**Brano fornito**

════════════════════

Risultato? Il balzo di investimenti nella Sanità pubblica a partire dal 2020 si sono rivelati comunque insufficienti. Pensate quindi che tre miliardi appena saranno sufficienti per i prossimi tre anni? Per questo chiediamo con forza anche dall’Europa al governo Meloni di investire al più presto e al meglio le risorse del PNRR destinate alla Sanità, prima che sia troppo tardi.

Occorre invece invertire una tendenza che invece stando anche ai testi ufficiali del governo che si concretizza in una riduzione del cosiddetto Fondo sul fabbisogno nazionale legato al SSN che passa dal 6,7 al 6,4% rispetto al Prodotto interno lordo per precipitare al 6,1% nel 2026. Riduzione che ci allontanerà dai Paesi più avanzati – la Germania è al 10,9%, la Francia al 10,1% – ma anche dalla media europea che si attesta al 7,1%.

PIÙ INVESTIMENTI SULLA RICERCA E LE COMPETENZE SPECIALIZZATE

Pochi dati, ma da soli già sufficienti a comprendere la necessità di invertire il prima possibile il trend al definanziamento della Sanità per raggiungere in tempi ragionevoli un livello di spesa adeguato.

Personalmente ritengo che per affrontare le sfide future e dare risposte rapide alle emergenze, occorre per prima cosa mettere a sistema l’eccellenza a beneficio della Ricerca e della Sanità. Investire nelle competenze altamente specializzate, anche con lo scopo di attrarre talenti e risorse, in nuovi paradigmi e tecnologie promuovendo e valorizzando i partenariati pubblico-privati come massima priorità del governo.

TALENTI E ECCELLENZE OSPITI AL PARLAMENTO UE

Negli anni della pandemia, la salute pubblica è diventata una priorità anche dell’Unione Europea. Su questo tema credo che la sfida principale per le Istituzioni europee consista nel creare una governance ampia e aperta, sostenendo la creazione di reti di eccellenza, la messa in comune dei talenti, delle competenze e del “saper fare” già disponibili nei territori, generando benessere collettivo per tutti.

════════════════════

**Righe mostrate**

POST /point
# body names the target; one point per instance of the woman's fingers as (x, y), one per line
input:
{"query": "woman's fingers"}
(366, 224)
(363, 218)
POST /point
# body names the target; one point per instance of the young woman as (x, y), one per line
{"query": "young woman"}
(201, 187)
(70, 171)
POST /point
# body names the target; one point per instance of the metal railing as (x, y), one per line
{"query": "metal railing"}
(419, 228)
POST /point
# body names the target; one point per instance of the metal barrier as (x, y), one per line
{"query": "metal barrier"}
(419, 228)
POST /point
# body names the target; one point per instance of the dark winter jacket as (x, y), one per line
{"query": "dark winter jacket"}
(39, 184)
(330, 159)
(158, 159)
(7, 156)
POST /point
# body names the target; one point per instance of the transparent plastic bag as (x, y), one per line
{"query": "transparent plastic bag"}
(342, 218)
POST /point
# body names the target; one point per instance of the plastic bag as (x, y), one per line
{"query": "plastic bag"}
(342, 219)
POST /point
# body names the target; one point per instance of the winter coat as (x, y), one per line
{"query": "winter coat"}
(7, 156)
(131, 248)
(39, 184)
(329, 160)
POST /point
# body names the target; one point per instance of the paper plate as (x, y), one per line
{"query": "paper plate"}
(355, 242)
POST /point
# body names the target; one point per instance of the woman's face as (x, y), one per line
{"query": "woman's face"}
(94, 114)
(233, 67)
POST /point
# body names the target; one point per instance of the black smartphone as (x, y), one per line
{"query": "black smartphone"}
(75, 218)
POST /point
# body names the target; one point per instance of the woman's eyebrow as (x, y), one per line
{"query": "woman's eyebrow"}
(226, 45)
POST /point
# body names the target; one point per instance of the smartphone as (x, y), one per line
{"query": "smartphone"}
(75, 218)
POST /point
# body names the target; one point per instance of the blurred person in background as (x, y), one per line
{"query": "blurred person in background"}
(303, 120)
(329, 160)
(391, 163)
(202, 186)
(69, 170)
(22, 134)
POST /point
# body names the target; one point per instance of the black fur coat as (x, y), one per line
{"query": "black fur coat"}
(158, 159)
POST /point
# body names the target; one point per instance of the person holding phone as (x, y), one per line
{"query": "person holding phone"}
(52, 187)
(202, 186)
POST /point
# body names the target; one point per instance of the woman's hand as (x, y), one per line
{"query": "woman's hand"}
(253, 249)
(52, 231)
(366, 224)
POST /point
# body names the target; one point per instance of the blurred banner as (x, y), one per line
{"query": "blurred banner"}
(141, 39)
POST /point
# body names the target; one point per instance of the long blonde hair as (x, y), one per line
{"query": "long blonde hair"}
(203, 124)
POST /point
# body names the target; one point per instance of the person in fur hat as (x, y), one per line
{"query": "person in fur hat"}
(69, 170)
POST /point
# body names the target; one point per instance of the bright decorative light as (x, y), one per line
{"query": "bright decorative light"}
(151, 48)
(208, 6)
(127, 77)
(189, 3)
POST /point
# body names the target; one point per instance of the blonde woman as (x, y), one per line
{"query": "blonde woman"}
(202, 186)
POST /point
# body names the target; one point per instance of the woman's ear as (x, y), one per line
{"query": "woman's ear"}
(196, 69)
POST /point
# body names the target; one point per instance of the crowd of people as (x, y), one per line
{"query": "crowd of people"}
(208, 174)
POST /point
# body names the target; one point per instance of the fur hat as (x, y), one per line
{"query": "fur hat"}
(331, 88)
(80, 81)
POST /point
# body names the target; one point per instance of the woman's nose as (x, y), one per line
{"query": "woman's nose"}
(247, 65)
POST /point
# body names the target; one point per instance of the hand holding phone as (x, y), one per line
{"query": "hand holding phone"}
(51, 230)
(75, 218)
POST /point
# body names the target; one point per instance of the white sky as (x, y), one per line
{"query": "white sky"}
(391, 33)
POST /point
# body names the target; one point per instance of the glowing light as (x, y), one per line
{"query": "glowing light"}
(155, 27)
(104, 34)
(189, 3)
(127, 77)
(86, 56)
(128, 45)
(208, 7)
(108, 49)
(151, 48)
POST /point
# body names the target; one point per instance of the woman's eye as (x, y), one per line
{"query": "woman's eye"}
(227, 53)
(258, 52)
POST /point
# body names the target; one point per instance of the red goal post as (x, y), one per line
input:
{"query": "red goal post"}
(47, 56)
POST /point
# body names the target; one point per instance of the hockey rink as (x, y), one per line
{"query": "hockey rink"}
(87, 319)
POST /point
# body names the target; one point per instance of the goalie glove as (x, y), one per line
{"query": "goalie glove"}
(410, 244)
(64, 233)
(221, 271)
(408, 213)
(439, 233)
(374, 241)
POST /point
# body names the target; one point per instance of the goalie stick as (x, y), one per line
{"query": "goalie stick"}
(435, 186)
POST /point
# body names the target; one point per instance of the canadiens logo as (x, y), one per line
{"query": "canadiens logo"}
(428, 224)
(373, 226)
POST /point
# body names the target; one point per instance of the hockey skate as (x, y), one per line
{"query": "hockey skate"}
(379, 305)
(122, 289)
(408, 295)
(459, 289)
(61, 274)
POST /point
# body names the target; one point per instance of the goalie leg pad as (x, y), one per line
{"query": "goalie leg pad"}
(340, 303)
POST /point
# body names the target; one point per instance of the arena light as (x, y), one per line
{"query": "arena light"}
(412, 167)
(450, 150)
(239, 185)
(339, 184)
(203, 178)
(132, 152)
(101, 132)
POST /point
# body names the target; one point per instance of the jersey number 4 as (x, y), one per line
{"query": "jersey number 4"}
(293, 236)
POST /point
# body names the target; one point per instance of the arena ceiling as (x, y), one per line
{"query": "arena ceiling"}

════════════════════

**Scopo del compito**
Come prosegue il brano sul finanziamento della Sanità pubblica dopo l'ultima frase riportata? Scrivi tu il seguito.

**Risposta al compito**
Lo scorso 5 dicembre ho avuto il piacere di ospitare al Parlamento europeo la Fondazione Siena Biotecnopolo che è stata creata dal Governo italiano nel 2022 con il compito di sviluppare il Centro Nazionale Anti-pandemie (CNAP). Questa scelta ha voluto valorizzare la tradizione scientifica senese nella creazione di vaccini, che risale ai primi del ‘900. Nel corso di un Secolo, Siena è diventata un luogo unico in Europa, in quanto l’intera filiera produttiva dei vaccini era concentrata nella stessa città: dalla ricerca e sviluppo, passando per lo sviluppo clinico fino alla produzione industriale.

In questo contesto, altrettanto fondamentale è il ruolo della Fondazione Toscana Life Sciences, che supporta il Biotecnopolo nelle sue attività e svolge un ruolo unico di incubatore di imprese, creando importanti collaborazioni tra le istituzioni di ricerca e le aziende senesi e toscane con il resto d’Europa. Toscana Life Sciences è il primo socio fondatore del Biotecnopolo di Siena.

Dopo aver visitato personalmente le Fondazioni Biotecnopolo e Toscana Life Sciences nell’aprile 2023, ho ritenuto importante organizzare questo evento al Parlamento Europeo per lanciare una piattaforma di discussione sulle principali sfide che riguardano il settore sanitario, per approfondire la visione europea su questo tema, ma anche, per condividere le buone pratiche consolidate a Siena.

L’IMPEGNO DELL’EUROPA

Credo che la capacità dell’Unione Europea di diventare leader nelle iniziative di salute globale – tenendo a mente l’approccio cosiddetto One Health, ambizione e priorità anche contro future pandemie – si misurerà sulla capacità dei decisori politici e degli scienziati di lavorare insieme per affrontare e risolvere nuove sfide e minacce per la salute e la sicurezza pubblica e collettiva.

Perciò, le mie proposte sono chiare: occorre una governance ampia e multilivello che unisca le istituzioni europee, i governi nazionali, le autorità locali, coinvolgendo i nostri migliori centri di eccellenza, sostenendo i partenariati pubblico-privato, alimentando la creazione di reti che ci rendano, tutti insieme, sempre più forti e resilienti.